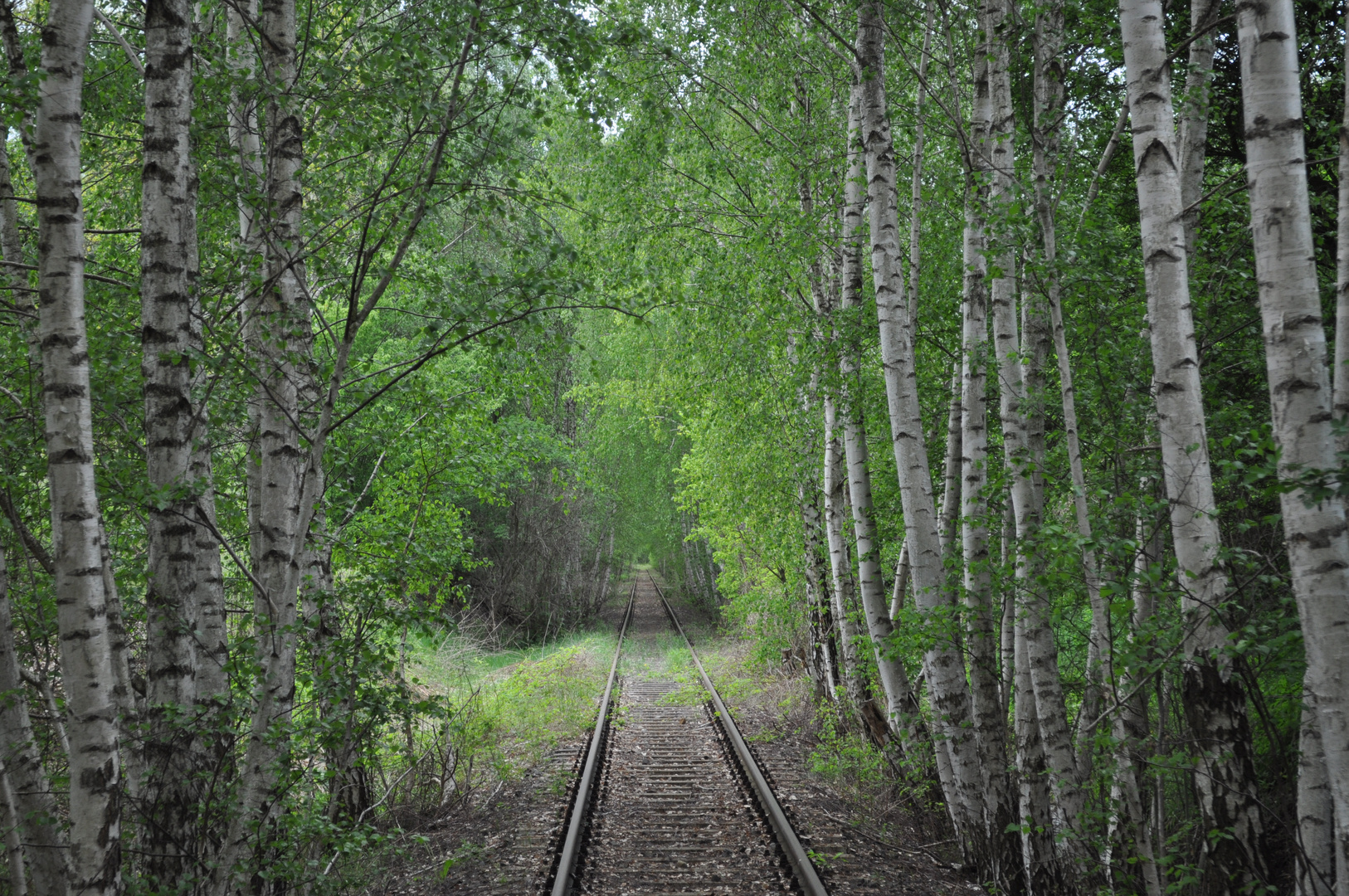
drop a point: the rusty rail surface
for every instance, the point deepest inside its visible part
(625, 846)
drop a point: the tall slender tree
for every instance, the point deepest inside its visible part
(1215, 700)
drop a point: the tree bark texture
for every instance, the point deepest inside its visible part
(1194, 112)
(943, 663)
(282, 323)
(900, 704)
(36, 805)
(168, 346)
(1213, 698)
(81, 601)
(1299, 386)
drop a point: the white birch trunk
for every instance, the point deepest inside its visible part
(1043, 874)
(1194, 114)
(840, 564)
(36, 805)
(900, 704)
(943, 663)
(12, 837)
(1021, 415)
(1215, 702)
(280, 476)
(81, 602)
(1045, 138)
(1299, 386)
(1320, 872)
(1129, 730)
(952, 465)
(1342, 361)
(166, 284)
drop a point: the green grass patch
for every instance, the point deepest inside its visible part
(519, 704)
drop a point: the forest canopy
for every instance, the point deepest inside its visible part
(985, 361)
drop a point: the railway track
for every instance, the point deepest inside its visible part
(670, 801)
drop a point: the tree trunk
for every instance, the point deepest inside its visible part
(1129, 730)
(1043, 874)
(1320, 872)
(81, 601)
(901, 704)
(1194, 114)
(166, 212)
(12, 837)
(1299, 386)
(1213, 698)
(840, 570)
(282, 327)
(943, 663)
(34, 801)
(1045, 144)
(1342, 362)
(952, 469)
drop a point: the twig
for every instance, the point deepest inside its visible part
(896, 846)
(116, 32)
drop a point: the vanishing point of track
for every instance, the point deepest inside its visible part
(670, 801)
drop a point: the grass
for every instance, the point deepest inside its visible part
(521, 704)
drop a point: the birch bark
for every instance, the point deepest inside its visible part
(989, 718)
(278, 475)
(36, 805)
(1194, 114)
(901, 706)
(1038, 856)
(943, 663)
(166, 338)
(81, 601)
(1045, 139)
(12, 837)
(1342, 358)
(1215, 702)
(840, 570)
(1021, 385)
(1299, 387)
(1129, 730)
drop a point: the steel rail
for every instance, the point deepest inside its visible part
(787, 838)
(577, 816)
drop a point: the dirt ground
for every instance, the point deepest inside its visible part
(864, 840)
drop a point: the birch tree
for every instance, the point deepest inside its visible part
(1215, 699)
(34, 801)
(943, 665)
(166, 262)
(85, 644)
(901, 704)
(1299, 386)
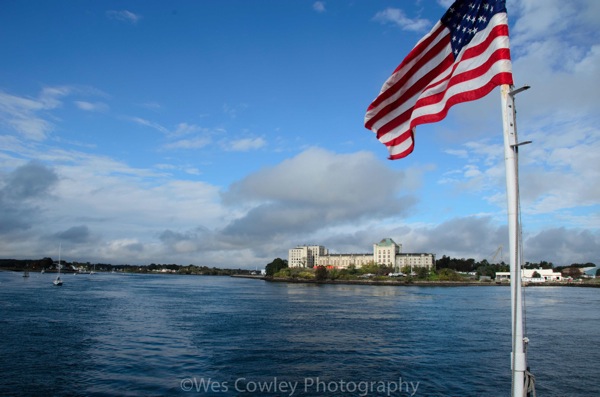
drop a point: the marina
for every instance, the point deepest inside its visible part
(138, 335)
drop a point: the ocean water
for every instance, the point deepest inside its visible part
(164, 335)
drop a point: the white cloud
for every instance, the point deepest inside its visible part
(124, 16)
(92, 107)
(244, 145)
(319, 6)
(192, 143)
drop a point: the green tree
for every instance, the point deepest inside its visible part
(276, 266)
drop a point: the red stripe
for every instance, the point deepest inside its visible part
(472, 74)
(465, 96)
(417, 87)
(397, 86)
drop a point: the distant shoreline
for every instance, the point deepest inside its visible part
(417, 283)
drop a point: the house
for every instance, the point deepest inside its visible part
★ ★ ★
> Prompt:
Filter these records, keeping every line where the word "white" occurs.

> Answer for this exercise:
drop a point: the white birch trunk
drop a point: the white cloud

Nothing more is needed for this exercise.